=== The records ===
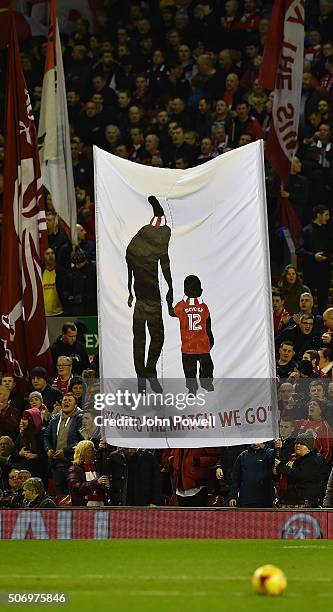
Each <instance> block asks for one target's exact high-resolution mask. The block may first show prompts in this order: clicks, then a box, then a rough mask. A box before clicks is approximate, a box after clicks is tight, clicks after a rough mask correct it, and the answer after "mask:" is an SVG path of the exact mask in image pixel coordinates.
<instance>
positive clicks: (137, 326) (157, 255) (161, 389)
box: [126, 196, 173, 393]
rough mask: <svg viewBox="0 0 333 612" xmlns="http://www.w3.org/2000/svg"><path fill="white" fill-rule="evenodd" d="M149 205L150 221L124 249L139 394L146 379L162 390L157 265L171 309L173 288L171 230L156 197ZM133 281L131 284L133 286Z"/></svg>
mask: <svg viewBox="0 0 333 612" xmlns="http://www.w3.org/2000/svg"><path fill="white" fill-rule="evenodd" d="M148 202H149V203H150V205H151V207H152V209H153V213H154V214H153V217H152V219H151V220H150V222H149V223H148V224H146V225H144V226H143V227H141V229H139V231H138V232H137V233H136V234H135V236H133V238H132V240H131V241H130V243H129V245H128V247H127V249H126V263H127V271H128V301H127V303H128V306H129V307H130V308H131V307H132V304H133V300H134V298H133V289H134V294H135V298H136V299H135V306H134V312H133V358H134V367H135V371H136V375H137V377H138V389H139V391H145V388H146V380H147V379H148V380H149V381H150V385H151V388H152V390H153V391H155V392H157V393H160V392H161V391H162V387H161V385H160V383H159V381H158V379H157V370H156V367H157V362H158V359H159V357H160V354H161V351H162V347H163V343H164V325H163V318H162V303H161V293H160V284H159V264H160V266H161V270H162V274H163V276H164V279H165V281H166V283H167V285H168V291H167V294H166V301H167V304H168V307H169V310H170V309H171V308H172V302H173V288H172V277H171V270H170V260H169V254H168V249H169V242H170V236H171V229H170V227H168V225H167V224H166V219H165V215H164V210H163V208H162V206H161V204H160V203H159V201H158V200H157V198H156V197H155V196H149V198H148ZM133 281H134V284H133ZM146 326H147V327H148V331H149V334H150V341H149V347H148V357H147V359H145V355H146V345H147V332H146Z"/></svg>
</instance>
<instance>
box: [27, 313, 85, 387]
mask: <svg viewBox="0 0 333 612" xmlns="http://www.w3.org/2000/svg"><path fill="white" fill-rule="evenodd" d="M51 352H52V358H53V363H54V367H55V369H56V365H57V360H58V357H62V356H66V357H71V358H72V361H73V374H78V375H79V376H81V374H82V372H83V370H86V369H87V368H89V367H90V362H89V357H88V353H87V349H86V347H85V346H84V345H83V344H82V343H81V342H79V341H78V340H77V328H76V325H75V324H74V323H72V322H70V321H68V322H67V323H64V325H63V326H62V334H61V336H59V337H58V338H57V339H56V341H55V342H54V343H53V344H52V346H51ZM38 391H39V389H38ZM42 395H43V393H42ZM43 399H44V398H43Z"/></svg>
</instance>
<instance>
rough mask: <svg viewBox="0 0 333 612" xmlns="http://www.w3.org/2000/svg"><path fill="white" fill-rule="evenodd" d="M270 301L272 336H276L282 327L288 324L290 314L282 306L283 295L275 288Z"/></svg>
mask: <svg viewBox="0 0 333 612" xmlns="http://www.w3.org/2000/svg"><path fill="white" fill-rule="evenodd" d="M272 302H273V325H274V336H278V335H279V333H280V332H281V331H282V329H284V328H285V327H287V326H288V323H289V321H290V314H289V312H288V311H287V310H286V309H285V307H284V297H283V296H282V293H281V292H280V291H278V290H276V289H275V290H274V291H273V293H272Z"/></svg>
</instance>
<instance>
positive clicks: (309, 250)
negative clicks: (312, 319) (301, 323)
mask: <svg viewBox="0 0 333 612" xmlns="http://www.w3.org/2000/svg"><path fill="white" fill-rule="evenodd" d="M329 218H330V212H329V210H328V208H327V207H326V206H323V205H318V206H315V207H314V209H313V220H312V223H310V224H309V225H307V226H305V227H304V228H303V230H302V235H301V239H300V243H299V246H298V248H297V251H296V252H297V254H298V256H299V257H300V258H301V259H302V264H303V271H304V282H305V283H307V284H308V285H309V287H310V293H311V294H312V295H313V296H315V295H316V296H317V301H318V310H319V312H320V313H322V312H323V311H324V310H325V309H326V307H327V301H328V291H329V286H330V280H331V266H330V262H329V258H330V255H332V254H333V240H332V235H331V233H330V232H329V231H328V230H327V227H326V226H327V222H328V220H329ZM303 291H307V289H303ZM303 291H302V293H303ZM292 314H294V313H292Z"/></svg>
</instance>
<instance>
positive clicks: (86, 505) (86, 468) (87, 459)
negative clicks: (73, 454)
mask: <svg viewBox="0 0 333 612" xmlns="http://www.w3.org/2000/svg"><path fill="white" fill-rule="evenodd" d="M95 458H96V450H95V446H94V444H93V442H91V441H90V440H81V442H79V443H78V444H77V446H76V447H75V452H74V458H73V465H71V466H70V468H69V470H68V478H67V482H68V490H69V493H70V495H71V499H72V505H73V506H104V500H105V497H106V492H107V489H108V488H109V487H110V481H109V479H108V477H107V476H105V475H104V476H98V475H97V471H96V469H97V468H96V463H95Z"/></svg>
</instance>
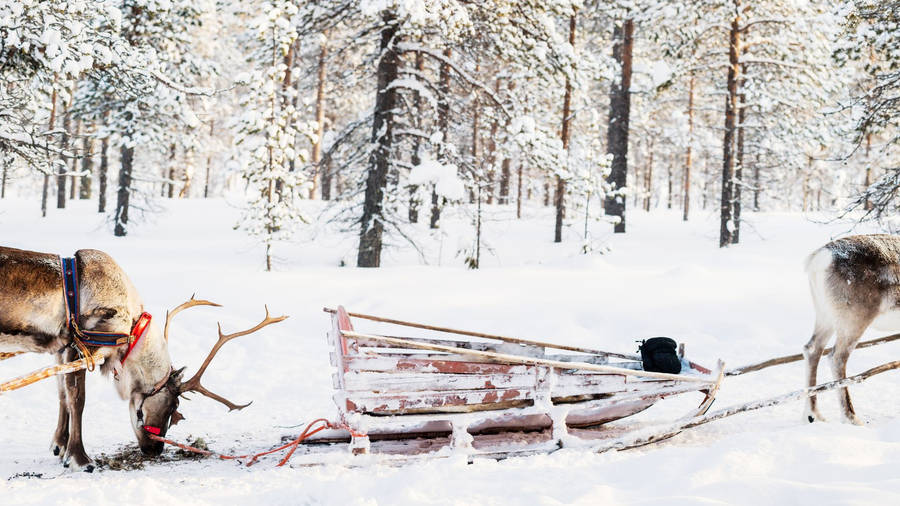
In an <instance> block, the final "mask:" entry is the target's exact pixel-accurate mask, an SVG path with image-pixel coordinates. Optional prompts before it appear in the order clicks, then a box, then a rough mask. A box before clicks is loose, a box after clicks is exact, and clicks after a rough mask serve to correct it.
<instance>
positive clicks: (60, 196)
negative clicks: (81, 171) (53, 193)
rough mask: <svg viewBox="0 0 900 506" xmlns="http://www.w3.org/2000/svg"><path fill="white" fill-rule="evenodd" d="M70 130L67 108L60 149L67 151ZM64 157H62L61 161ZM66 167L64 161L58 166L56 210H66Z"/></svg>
mask: <svg viewBox="0 0 900 506" xmlns="http://www.w3.org/2000/svg"><path fill="white" fill-rule="evenodd" d="M70 128H71V120H70V116H69V111H68V107H66V112H65V113H63V135H62V143H61V147H62V149H63V150H64V151H65V150H68V149H69V129H70ZM65 158H66V157H65V156H63V159H65ZM67 167H68V163H66V162H65V161H64V162H63V163H61V164H59V175H57V176H56V208H57V209H65V208H66V170H67Z"/></svg>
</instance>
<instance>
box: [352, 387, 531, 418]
mask: <svg viewBox="0 0 900 506" xmlns="http://www.w3.org/2000/svg"><path fill="white" fill-rule="evenodd" d="M533 399H534V392H533V391H530V390H525V389H514V388H511V389H492V390H457V391H453V392H410V393H406V394H373V393H366V392H348V393H347V396H346V407H347V411H351V412H355V413H370V414H381V415H398V414H409V413H469V412H472V411H484V410H497V409H509V408H512V407H522V406H528V405H530V404H531V403H532V401H533Z"/></svg>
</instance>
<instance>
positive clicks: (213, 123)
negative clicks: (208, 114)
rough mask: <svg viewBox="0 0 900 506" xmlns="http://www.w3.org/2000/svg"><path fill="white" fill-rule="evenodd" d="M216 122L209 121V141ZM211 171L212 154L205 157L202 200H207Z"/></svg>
mask: <svg viewBox="0 0 900 506" xmlns="http://www.w3.org/2000/svg"><path fill="white" fill-rule="evenodd" d="M215 125H216V122H215V120H209V137H210V139H211V138H212V136H213V131H214V128H215ZM211 170H212V154H211V153H210V154H207V155H206V177H205V178H204V181H203V198H205V199H207V198H209V173H210V172H211Z"/></svg>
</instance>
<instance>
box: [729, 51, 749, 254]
mask: <svg viewBox="0 0 900 506" xmlns="http://www.w3.org/2000/svg"><path fill="white" fill-rule="evenodd" d="M745 70H746V67H745V66H744V65H741V75H742V77H743V76H744V75H746V74H745ZM742 82H743V79H742ZM742 87H743V86H742ZM746 97H747V96H746V94H744V93H743V92H741V93H740V94H739V95H738V100H740V104H741V105H740V108H739V109H738V135H737V137H738V138H737V168H736V169H735V171H734V231H732V233H731V244H737V243H738V241H740V237H741V194H742V193H743V191H744V117H745V108H744V102H745V101H746Z"/></svg>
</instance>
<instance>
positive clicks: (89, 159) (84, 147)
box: [78, 135, 94, 200]
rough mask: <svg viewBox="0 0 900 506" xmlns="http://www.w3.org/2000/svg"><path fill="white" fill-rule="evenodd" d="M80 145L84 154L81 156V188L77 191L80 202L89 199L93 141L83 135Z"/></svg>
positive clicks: (92, 179) (91, 175) (92, 158)
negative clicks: (77, 192) (82, 172)
mask: <svg viewBox="0 0 900 506" xmlns="http://www.w3.org/2000/svg"><path fill="white" fill-rule="evenodd" d="M82 145H83V146H84V147H83V148H82V149H83V150H84V153H82V154H81V172H84V175H83V176H81V187H80V188H79V189H78V198H79V199H80V200H89V199H90V198H91V190H92V187H91V184H92V180H93V177H94V139H93V138H92V137H91V136H89V135H85V136H84V139H83V142H82Z"/></svg>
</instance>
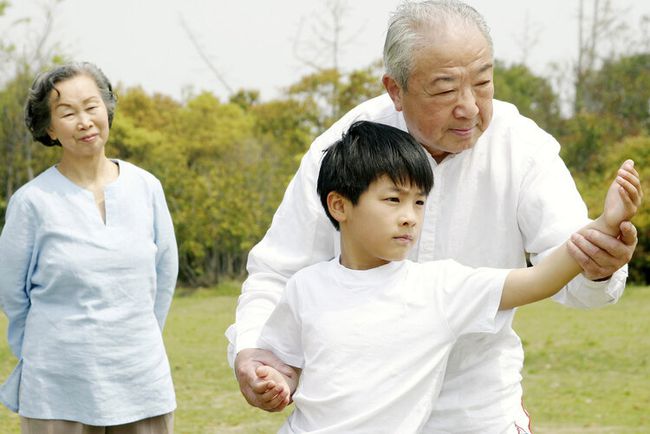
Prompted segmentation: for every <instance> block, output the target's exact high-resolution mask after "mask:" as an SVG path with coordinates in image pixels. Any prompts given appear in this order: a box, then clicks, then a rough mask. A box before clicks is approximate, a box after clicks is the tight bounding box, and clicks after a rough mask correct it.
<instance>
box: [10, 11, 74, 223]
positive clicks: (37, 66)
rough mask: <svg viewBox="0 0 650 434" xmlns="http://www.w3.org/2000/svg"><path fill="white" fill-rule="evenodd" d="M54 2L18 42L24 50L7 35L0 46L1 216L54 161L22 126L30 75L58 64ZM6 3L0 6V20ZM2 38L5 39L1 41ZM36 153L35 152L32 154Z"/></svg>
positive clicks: (31, 83) (17, 23) (52, 154)
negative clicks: (2, 85)
mask: <svg viewBox="0 0 650 434" xmlns="http://www.w3.org/2000/svg"><path fill="white" fill-rule="evenodd" d="M56 3H58V2H54V3H52V4H50V5H47V6H45V8H44V15H45V24H44V25H43V26H41V27H40V29H39V30H38V31H31V32H28V34H29V35H30V37H29V38H26V40H25V41H22V42H23V44H24V46H23V47H22V49H21V50H16V49H15V46H14V44H12V43H10V42H8V41H10V40H11V38H10V37H8V36H7V35H3V42H1V43H0V57H2V60H3V62H2V67H1V68H0V74H1V75H0V83H3V85H4V87H3V89H2V90H1V91H0V161H1V162H2V164H0V189H1V190H0V210H1V211H3V212H2V216H4V208H5V207H6V203H7V201H8V200H9V198H10V197H11V195H12V194H13V193H14V191H15V190H16V189H17V188H18V187H20V186H21V185H22V184H24V183H25V182H27V181H29V180H31V179H32V178H33V177H34V176H35V175H36V174H38V173H39V172H41V171H42V170H43V169H45V168H46V167H47V166H49V165H51V164H52V162H53V161H54V158H55V155H56V151H55V150H51V149H50V150H47V149H44V147H43V146H41V145H39V144H35V143H33V141H32V138H31V135H30V134H29V132H28V131H27V128H26V127H25V122H24V104H25V101H26V99H27V93H28V90H29V88H30V87H31V84H32V81H33V78H34V74H35V73H36V72H38V71H41V70H42V69H44V68H45V67H47V66H50V65H52V64H55V63H57V62H60V61H61V59H60V57H59V56H56V55H55V54H54V51H55V45H53V44H51V43H50V33H51V29H52V21H53V16H54V6H55V5H56ZM8 6H9V2H6V1H2V2H0V18H2V15H3V14H4V11H5V9H6V8H7V7H8ZM29 23H30V21H29V20H28V19H22V20H18V21H17V22H15V23H13V24H12V25H11V26H9V28H10V29H12V30H13V31H16V30H17V29H18V28H19V27H20V26H25V25H28V24H29ZM5 38H6V39H5ZM35 151H36V152H35Z"/></svg>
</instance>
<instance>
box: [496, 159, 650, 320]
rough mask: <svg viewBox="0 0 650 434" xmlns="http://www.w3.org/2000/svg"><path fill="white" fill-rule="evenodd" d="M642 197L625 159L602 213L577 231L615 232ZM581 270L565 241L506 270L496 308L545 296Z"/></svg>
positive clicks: (631, 168)
mask: <svg viewBox="0 0 650 434" xmlns="http://www.w3.org/2000/svg"><path fill="white" fill-rule="evenodd" d="M642 199H643V190H642V189H641V181H640V179H639V174H638V172H637V171H636V169H634V162H633V161H632V160H627V161H625V162H624V163H623V164H622V165H621V167H620V168H619V170H618V173H617V176H616V179H615V180H614V181H613V182H612V184H611V185H610V187H609V190H608V191H607V196H606V197H605V205H604V207H603V213H602V214H601V215H600V216H599V217H598V218H597V219H596V220H594V221H593V222H591V223H590V224H588V225H587V226H585V227H584V228H582V229H581V230H580V231H579V232H584V231H588V230H590V229H597V230H599V231H601V232H603V233H606V234H610V235H613V236H618V235H619V232H620V230H619V228H620V226H621V224H622V223H623V222H625V221H629V220H630V219H631V218H632V217H634V215H635V214H636V212H637V209H638V208H639V206H640V205H641V201H642ZM581 271H582V268H581V267H580V266H579V265H578V263H577V262H576V261H575V260H574V259H573V258H572V257H571V256H570V255H569V252H568V249H567V243H564V244H562V245H561V246H560V247H558V248H557V249H555V251H554V252H553V253H551V254H550V255H549V256H548V257H546V258H544V260H542V261H541V262H540V263H539V264H537V265H536V266H534V267H530V268H520V269H516V270H512V271H511V272H510V273H509V274H508V276H507V277H506V281H505V283H504V286H503V294H502V295H501V304H500V305H499V309H511V308H513V307H517V306H523V305H525V304H528V303H532V302H535V301H539V300H542V299H544V298H548V297H550V296H552V295H553V294H555V293H556V292H558V291H559V290H560V289H561V288H562V287H564V285H566V284H567V283H568V282H569V281H570V280H571V279H573V278H574V277H575V276H576V275H577V274H579V273H580V272H581Z"/></svg>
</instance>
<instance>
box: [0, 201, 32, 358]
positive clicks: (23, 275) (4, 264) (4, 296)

=== About this exercise ===
Everything above from the line with "301L272 336H276L282 327L288" to the line with "positive clicks: (309, 250)", both included, must be repeated exactly, and nothing outside that range.

=== Reply to the exercise ===
rough mask: <svg viewBox="0 0 333 612" xmlns="http://www.w3.org/2000/svg"><path fill="white" fill-rule="evenodd" d="M270 301L272 336H276L282 327L288 324L290 314L282 306L283 295L275 288Z"/></svg>
mask: <svg viewBox="0 0 333 612" xmlns="http://www.w3.org/2000/svg"><path fill="white" fill-rule="evenodd" d="M272 302H273V325H274V336H278V335H279V333H280V332H281V331H282V329H284V328H285V327H287V326H288V323H289V321H290V314H289V312H288V311H287V310H286V309H285V307H284V297H283V296H282V293H281V292H280V291H278V290H276V289H275V290H274V291H273V293H272Z"/></svg>
</instance>
<instance>
positive clicks: (309, 250)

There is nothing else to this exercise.